» Task prompt
Render the data below as a Markdown table with the columns Row and Line. Give each line its own numbered row and omit blank lines.

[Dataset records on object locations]
········

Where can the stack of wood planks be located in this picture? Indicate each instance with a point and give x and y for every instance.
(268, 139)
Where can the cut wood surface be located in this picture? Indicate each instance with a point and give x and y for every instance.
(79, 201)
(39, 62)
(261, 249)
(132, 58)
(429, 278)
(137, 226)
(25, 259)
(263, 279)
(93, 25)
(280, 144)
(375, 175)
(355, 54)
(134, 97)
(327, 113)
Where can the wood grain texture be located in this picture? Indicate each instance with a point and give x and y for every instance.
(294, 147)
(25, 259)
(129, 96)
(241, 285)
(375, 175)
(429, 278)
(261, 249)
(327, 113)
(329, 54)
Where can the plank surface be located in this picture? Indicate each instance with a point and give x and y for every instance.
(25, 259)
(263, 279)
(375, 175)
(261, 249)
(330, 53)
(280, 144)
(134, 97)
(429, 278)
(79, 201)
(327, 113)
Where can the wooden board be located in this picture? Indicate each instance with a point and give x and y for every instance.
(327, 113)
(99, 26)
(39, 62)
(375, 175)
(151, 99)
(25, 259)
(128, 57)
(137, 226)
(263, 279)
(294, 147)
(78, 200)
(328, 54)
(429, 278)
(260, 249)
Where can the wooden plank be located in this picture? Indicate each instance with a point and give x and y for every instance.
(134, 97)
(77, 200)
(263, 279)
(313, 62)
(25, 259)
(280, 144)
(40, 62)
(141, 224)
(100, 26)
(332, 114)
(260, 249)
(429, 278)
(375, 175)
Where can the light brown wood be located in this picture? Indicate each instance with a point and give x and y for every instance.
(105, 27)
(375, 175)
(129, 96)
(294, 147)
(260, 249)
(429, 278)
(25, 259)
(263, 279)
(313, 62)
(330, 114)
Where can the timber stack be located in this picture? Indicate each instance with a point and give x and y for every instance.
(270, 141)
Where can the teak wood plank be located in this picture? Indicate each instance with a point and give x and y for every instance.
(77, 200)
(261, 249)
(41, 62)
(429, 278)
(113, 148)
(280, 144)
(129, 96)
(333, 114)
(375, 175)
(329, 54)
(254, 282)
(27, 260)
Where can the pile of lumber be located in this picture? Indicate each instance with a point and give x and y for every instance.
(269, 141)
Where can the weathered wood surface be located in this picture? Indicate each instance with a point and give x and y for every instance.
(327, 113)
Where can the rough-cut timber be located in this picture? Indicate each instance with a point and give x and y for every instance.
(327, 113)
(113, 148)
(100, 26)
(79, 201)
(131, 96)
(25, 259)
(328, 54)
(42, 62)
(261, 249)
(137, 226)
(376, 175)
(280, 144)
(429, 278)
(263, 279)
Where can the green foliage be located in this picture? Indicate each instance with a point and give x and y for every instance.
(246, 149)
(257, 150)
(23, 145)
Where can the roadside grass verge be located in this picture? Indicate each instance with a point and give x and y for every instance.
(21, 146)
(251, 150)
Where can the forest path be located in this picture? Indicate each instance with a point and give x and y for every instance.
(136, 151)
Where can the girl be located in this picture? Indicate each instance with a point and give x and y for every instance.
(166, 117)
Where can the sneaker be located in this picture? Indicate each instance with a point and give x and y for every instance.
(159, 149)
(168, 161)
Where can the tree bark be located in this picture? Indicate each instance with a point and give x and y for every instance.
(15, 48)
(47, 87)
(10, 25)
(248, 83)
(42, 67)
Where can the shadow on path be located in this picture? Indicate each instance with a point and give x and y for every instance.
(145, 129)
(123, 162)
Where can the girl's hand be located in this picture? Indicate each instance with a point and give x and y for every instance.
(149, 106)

········

» Exercise response
| Row | Line |
|---|---|
| 1 | Where can the stack of wood planks be located in this picture? Indicate each instance with a point and give x and y for every instance. |
| 2 | (268, 139) |
| 3 | Where can the cut wood surface be located in this picture? Indicate each instance with a point and give x and y for every instance. |
| 4 | (79, 201) |
| 5 | (39, 62) |
| 6 | (261, 249) |
| 7 | (132, 58) |
| 8 | (429, 278) |
| 9 | (137, 226) |
| 10 | (25, 259) |
| 11 | (263, 279) |
| 12 | (93, 25) |
| 13 | (280, 144) |
| 14 | (375, 175) |
| 15 | (355, 54) |
| 16 | (134, 97) |
| 17 | (327, 113) |
| 18 | Where can the wood grain texture be located in this picture? Indicate each instance with a point and give x and y for every instance. |
| 19 | (294, 147) |
| 20 | (25, 259) |
| 21 | (129, 96) |
| 22 | (241, 285) |
| 23 | (375, 175) |
| 24 | (429, 278) |
| 25 | (261, 249) |
| 26 | (327, 113) |
| 27 | (329, 54) |
| 28 | Where can the plank surface be located in this picture? Indicate each instance with a point and give x and y for every instance. |
| 29 | (25, 259) |
| 30 | (263, 279) |
| 31 | (375, 175) |
| 32 | (261, 249) |
| 33 | (330, 53) |
| 34 | (280, 144) |
| 35 | (134, 97) |
| 36 | (429, 278) |
| 37 | (79, 201) |
| 38 | (327, 113) |
| 39 | Where can the wooden board be located in this picture? Indicate each instance with a point and give x and y for every instance. |
| 40 | (327, 113) |
| 41 | (99, 26) |
| 42 | (39, 62) |
| 43 | (375, 175) |
| 44 | (151, 99) |
| 45 | (25, 259) |
| 46 | (128, 57) |
| 47 | (137, 226) |
| 48 | (263, 279) |
| 49 | (294, 147) |
| 50 | (78, 200) |
| 51 | (328, 54) |
| 52 | (429, 278) |
| 53 | (260, 249) |
| 54 | Where can the wooden plank be located in this picture? Indicate each instance with a point and give x and y for every instance. |
| 55 | (134, 97) |
| 56 | (77, 200) |
| 57 | (263, 279) |
| 58 | (313, 62) |
| 59 | (25, 259) |
| 60 | (280, 144) |
| 61 | (40, 62) |
| 62 | (141, 224) |
| 63 | (100, 26) |
| 64 | (332, 114) |
| 65 | (260, 249) |
| 66 | (429, 278) |
| 67 | (375, 175) |
| 68 | Where can the light brown wood be located in this picture? Indicate each instance with a point and give x and y for every instance. |
| 69 | (105, 27) |
| 70 | (375, 175) |
| 71 | (129, 96) |
| 72 | (294, 147) |
| 73 | (260, 249) |
| 74 | (429, 278) |
| 75 | (25, 259) |
| 76 | (263, 279) |
| 77 | (313, 62) |
| 78 | (330, 114) |
| 79 | Where can the timber stack be located in this picture? Indicate each instance with a point and give x and y for every instance. |
| 80 | (270, 141) |
| 81 | Where can the teak wood plank be located in this picture? Indicate each instance with a point and give x and y for every instance. |
| 82 | (77, 200) |
| 83 | (261, 249) |
| 84 | (41, 62) |
| 85 | (429, 278) |
| 86 | (113, 148) |
| 87 | (280, 144) |
| 88 | (129, 96) |
| 89 | (333, 114) |
| 90 | (375, 175) |
| 91 | (329, 54) |
| 92 | (254, 282) |
| 93 | (27, 260) |
| 94 | Where can the pile of lumber be located in this picture? Indicate each instance with a point and give x and y for every instance. |
| 95 | (269, 141) |
| 96 | Where can the weathered wood surface be located in this picture? Indicate each instance with a point and give x and y for every instance. |
| 97 | (327, 113) |
| 98 | Where can the rough-cut timber be located in this picture? Indicate each instance with a point and give x and y for every instance. |
| 99 | (327, 113) |
| 100 | (113, 148) |
| 101 | (100, 26) |
| 102 | (79, 201) |
| 103 | (131, 96) |
| 104 | (25, 259) |
| 105 | (328, 54) |
| 106 | (42, 62) |
| 107 | (261, 249) |
| 108 | (137, 226) |
| 109 | (376, 175) |
| 110 | (280, 144) |
| 111 | (429, 278) |
| 112 | (263, 279) |
| 113 | Where can the green foliage be located in this picture? Indicate each instance with a point and give x and y for every instance. |
| 114 | (246, 149) |
| 115 | (257, 150) |
| 116 | (23, 145) |
| 117 | Where can the roadside grass verge be located in this picture? Indicate each instance with a point and give x and y for every instance. |
| 118 | (21, 146) |
| 119 | (251, 150) |
| 120 | Where can the forest path be located in this picture? Indicate each instance with a point and give x and y for every instance. |
| 121 | (136, 151) |
| 122 | Where can the girl be located in this picture? Indicate each instance with a point and give x and y for every instance. |
| 123 | (166, 117) |
| 124 | Where can the sneaker be located in this picture? Indicate each instance with a point and give x and y for every instance. |
| 125 | (159, 149) |
| 126 | (168, 161) |
| 127 | Where can the tree bark be located in this picture? Indicate each instance with a point and give x and y for every instance. |
| 128 | (15, 48) |
| 129 | (47, 87) |
| 130 | (10, 25) |
| 131 | (248, 83) |
| 132 | (42, 67) |
| 133 | Where can the shadow on path be located in this picture? Indicate each instance with a point and give x and y for every instance. |
| 134 | (145, 129) |
| 135 | (123, 162) |
| 136 | Where can the girl's hand be located in this picture? Indicate each instance with a point and give x and y for every instance. |
| 137 | (149, 106) |